Write only how many lines in this data include "instance".

════════════════

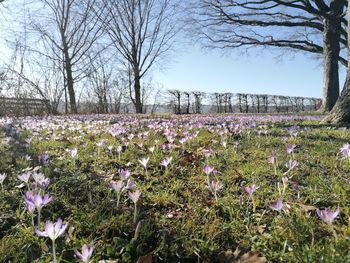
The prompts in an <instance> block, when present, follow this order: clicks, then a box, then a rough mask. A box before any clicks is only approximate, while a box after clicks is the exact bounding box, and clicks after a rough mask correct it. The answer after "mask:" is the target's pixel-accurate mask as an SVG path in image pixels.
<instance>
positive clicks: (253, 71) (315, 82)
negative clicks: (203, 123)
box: [154, 46, 344, 97]
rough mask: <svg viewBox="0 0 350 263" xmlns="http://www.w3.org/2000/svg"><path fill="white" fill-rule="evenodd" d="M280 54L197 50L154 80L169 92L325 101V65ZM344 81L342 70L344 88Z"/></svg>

════════════════

Answer to the exercise →
2